§ **Requirement**: Pick out every line of the records that contains the string "positive", treating case as significant, and copy each such line in full.

☆ ☆ ☆

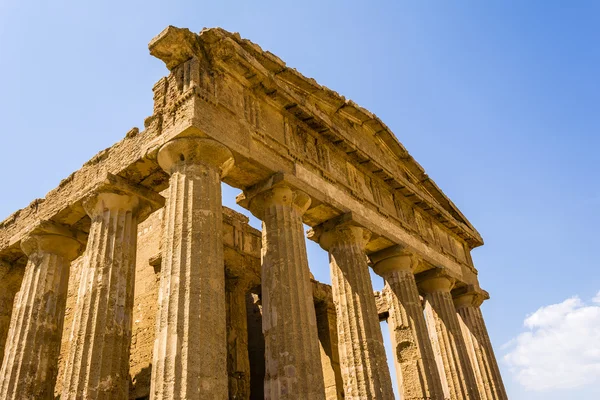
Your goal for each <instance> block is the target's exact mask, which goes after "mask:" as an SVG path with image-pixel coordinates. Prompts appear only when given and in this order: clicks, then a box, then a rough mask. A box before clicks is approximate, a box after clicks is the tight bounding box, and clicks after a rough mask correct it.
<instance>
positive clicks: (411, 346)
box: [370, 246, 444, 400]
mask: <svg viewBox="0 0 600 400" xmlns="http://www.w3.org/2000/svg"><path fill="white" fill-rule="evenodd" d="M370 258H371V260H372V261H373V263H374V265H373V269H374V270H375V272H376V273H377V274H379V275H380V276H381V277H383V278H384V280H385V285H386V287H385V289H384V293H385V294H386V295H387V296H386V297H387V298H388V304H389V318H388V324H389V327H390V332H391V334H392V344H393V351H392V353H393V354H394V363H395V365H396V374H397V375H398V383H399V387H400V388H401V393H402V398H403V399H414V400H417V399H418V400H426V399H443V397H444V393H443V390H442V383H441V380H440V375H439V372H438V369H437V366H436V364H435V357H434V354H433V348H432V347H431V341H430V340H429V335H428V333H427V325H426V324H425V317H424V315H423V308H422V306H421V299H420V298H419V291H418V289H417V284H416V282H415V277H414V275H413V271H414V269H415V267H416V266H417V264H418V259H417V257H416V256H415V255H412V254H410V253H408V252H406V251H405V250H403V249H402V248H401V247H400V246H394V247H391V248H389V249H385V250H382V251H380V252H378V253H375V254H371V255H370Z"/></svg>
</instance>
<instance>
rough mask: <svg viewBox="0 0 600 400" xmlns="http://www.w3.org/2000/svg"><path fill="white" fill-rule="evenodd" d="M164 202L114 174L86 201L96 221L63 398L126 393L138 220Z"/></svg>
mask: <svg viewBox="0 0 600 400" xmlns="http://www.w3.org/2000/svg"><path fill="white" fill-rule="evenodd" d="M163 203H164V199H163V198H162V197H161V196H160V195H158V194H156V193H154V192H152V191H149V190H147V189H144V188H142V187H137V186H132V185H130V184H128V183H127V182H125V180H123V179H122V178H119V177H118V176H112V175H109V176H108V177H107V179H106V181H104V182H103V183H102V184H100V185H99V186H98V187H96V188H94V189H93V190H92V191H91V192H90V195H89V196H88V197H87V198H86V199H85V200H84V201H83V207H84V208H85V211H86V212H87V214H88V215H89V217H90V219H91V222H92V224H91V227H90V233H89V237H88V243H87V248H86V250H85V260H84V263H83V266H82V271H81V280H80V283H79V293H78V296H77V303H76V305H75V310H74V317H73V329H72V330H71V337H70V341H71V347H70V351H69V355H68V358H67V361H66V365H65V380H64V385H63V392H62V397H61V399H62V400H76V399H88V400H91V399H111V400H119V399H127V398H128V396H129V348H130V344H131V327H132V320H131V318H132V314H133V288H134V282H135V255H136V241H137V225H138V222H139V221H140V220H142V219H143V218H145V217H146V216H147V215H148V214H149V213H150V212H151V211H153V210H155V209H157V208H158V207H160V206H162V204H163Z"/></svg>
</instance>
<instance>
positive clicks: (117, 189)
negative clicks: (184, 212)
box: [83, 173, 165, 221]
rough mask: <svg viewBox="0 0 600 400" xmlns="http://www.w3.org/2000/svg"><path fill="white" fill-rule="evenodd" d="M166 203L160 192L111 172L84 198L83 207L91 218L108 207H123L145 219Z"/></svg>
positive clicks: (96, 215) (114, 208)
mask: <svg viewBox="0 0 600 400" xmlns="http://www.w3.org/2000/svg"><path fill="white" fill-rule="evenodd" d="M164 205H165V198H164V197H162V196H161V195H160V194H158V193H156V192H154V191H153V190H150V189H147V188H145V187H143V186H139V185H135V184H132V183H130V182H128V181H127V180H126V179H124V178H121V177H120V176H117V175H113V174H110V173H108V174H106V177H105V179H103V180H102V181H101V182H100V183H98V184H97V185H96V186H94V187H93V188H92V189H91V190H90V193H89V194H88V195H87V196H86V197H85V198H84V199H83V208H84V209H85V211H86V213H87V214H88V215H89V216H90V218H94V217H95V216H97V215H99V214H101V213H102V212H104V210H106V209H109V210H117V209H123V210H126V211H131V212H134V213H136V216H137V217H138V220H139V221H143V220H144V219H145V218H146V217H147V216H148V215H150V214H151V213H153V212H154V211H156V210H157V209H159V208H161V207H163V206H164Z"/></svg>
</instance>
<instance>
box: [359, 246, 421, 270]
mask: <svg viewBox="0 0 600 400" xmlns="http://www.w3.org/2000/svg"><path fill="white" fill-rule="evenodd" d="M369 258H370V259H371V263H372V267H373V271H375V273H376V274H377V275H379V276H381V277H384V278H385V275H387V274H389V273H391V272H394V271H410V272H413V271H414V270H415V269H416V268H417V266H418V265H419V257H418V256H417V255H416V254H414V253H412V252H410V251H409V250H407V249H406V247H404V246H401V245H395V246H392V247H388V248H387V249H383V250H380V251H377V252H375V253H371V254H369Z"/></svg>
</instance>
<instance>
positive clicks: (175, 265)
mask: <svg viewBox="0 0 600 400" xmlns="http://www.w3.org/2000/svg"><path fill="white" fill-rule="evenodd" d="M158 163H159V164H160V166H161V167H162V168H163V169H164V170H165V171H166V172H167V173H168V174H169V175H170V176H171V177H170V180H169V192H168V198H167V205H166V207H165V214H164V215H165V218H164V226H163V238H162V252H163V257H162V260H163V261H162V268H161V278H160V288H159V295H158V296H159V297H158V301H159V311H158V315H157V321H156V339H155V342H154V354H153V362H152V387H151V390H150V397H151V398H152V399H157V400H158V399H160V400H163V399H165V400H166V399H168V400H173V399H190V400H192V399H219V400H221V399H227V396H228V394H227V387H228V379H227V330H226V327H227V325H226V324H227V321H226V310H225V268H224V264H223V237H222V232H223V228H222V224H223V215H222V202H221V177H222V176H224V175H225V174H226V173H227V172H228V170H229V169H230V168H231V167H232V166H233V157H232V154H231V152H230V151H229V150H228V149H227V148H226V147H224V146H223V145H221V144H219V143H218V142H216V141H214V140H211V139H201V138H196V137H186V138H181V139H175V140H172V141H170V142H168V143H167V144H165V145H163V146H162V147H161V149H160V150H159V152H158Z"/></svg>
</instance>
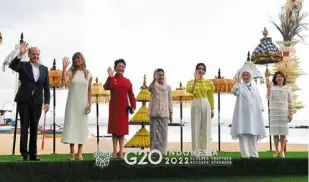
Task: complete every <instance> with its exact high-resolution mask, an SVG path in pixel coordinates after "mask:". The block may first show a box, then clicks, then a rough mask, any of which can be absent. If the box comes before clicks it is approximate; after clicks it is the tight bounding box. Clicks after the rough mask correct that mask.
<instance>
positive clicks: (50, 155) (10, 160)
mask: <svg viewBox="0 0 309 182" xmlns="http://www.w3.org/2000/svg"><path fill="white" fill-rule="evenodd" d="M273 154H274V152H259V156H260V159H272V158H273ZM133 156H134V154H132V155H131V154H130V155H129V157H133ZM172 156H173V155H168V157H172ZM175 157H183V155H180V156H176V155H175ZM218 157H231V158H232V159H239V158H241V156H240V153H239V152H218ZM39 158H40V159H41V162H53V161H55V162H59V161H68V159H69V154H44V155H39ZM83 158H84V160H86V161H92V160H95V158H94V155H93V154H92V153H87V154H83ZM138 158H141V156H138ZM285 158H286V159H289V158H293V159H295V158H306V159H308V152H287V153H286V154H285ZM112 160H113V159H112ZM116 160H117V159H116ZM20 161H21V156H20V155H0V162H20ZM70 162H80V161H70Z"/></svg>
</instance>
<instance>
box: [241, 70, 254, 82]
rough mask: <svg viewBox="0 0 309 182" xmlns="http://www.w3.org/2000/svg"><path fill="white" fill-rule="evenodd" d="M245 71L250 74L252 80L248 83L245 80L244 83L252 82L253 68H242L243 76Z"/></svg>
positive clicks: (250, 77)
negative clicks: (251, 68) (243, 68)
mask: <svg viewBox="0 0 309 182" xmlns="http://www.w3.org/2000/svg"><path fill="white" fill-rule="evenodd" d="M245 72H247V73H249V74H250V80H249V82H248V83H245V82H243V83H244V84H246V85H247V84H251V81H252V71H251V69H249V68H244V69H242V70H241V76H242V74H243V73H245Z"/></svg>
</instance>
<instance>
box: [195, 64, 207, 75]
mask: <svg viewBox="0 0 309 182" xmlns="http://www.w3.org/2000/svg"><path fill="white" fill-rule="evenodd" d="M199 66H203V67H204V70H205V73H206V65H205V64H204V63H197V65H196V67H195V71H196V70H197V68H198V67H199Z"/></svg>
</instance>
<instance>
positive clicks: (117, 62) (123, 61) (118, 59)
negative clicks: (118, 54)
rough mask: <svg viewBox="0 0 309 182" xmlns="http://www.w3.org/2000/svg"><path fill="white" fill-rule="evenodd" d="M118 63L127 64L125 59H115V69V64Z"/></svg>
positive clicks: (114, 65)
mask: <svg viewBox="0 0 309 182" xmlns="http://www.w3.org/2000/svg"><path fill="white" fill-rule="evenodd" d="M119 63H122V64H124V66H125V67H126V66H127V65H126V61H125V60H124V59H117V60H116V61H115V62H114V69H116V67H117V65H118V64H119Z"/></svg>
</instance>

☆ ☆ ☆

§ **Response to the task**:
positive clicks: (411, 346)
positive clicks: (117, 189)
positive clicks: (96, 215) (114, 208)
positive clicks: (175, 265)
positive clicks: (50, 155) (10, 160)
positive clicks: (250, 77)
positive clicks: (117, 62) (123, 61) (118, 59)
positive clicks: (114, 65)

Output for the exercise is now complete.